GOAL:
Type out every line of the material below word for word, in the same order.
┏━━
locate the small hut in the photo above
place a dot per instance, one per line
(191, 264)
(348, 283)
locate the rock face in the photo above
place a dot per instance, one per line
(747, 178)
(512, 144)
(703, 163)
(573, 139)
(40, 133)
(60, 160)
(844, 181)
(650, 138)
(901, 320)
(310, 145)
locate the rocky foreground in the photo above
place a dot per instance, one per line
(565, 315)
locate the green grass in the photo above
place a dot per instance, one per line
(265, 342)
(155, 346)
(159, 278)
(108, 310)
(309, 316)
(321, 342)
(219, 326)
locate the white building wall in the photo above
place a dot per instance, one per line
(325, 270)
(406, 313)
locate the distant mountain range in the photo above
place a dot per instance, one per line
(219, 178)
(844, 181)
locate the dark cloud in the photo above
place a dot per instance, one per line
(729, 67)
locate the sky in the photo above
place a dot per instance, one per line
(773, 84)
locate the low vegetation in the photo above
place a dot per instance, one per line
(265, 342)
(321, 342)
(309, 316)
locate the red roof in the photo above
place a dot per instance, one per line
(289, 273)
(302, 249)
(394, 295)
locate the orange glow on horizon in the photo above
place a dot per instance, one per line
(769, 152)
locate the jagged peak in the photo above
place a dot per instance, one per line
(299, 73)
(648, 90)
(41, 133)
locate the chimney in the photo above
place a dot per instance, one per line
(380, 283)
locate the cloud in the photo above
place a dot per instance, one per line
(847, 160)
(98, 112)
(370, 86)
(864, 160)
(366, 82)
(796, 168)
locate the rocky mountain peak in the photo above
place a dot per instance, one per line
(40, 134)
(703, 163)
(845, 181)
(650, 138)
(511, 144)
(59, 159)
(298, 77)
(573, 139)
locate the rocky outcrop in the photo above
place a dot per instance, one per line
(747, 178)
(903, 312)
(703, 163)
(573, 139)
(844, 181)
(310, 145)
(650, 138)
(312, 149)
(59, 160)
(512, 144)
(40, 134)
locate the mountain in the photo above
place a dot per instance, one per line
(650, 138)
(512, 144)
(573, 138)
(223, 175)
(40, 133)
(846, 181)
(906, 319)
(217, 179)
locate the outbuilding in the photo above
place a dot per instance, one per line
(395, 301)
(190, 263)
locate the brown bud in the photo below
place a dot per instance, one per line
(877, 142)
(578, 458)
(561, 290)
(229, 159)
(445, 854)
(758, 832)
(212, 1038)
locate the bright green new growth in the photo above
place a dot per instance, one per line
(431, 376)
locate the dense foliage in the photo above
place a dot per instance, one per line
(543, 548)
┗━━
RESPONSE:
locate the small hut in the photo above
place a dot per instance, one per line
(191, 264)
(348, 283)
locate the rock face in the photo above
place a dot per instance, one per line
(747, 178)
(512, 144)
(703, 163)
(573, 139)
(40, 133)
(60, 160)
(844, 181)
(650, 138)
(901, 320)
(310, 145)
locate the rocky foreground in the photo above
place a dot per instance, one per line
(565, 315)
locate the green grass in the photo above
place a dot per instance, one per line
(265, 342)
(155, 346)
(159, 278)
(108, 310)
(309, 316)
(321, 342)
(219, 326)
locate the white building wall in the photo above
place a dot per instance, one per line
(325, 270)
(406, 313)
locate the distant mountain range in the photo above
place a dot per instance, one per line
(219, 178)
(844, 181)
locate the dark cloud in the photo above
place a dot per instance, one per line
(729, 67)
locate the sky in the photo above
place a dot per instance, one per line
(773, 84)
locate the low vegetation in the photo above
place a dot per instance, one per line
(265, 342)
(321, 342)
(309, 316)
locate the red roof in the photo above
place a dot per instance, one per line
(289, 273)
(302, 249)
(394, 295)
locate the orange glow on horizon in the photo above
place a dot per instance, one per line
(769, 152)
locate the jagged peak in the photo above
place a dot per instance, one per line
(299, 73)
(648, 90)
(41, 133)
locate the chimney in the photo above
place a dot per instance, one per line
(380, 283)
locate the cloud in the photo above
place a dot per instance, one per line
(847, 160)
(98, 112)
(370, 86)
(864, 160)
(366, 82)
(796, 168)
locate the rocky mountain peak in the photo above
place a dot per instance, one per line
(40, 134)
(703, 163)
(845, 181)
(650, 138)
(511, 144)
(59, 159)
(298, 77)
(573, 139)
locate the rocky outcrop in the photo above
place a dot per instance, one per line
(747, 178)
(903, 312)
(703, 163)
(573, 139)
(844, 181)
(310, 145)
(650, 138)
(312, 149)
(59, 160)
(512, 144)
(40, 134)
locate the mountain in the photo above
place a dot per instance, one per line
(650, 138)
(512, 144)
(573, 138)
(223, 175)
(40, 133)
(846, 181)
(906, 319)
(217, 179)
locate the outbuilding in the photo above
place a dot per instance, one per line
(395, 301)
(190, 263)
locate the brown bud in the photo below
place a dot per instance, one per line
(877, 142)
(578, 458)
(561, 290)
(229, 159)
(445, 854)
(758, 832)
(212, 1038)
locate the bright green new growth in the photo above
place a dot per instance, one per line
(431, 376)
locate the dense foliage in the photo above
place a dot per instance, one per line
(543, 548)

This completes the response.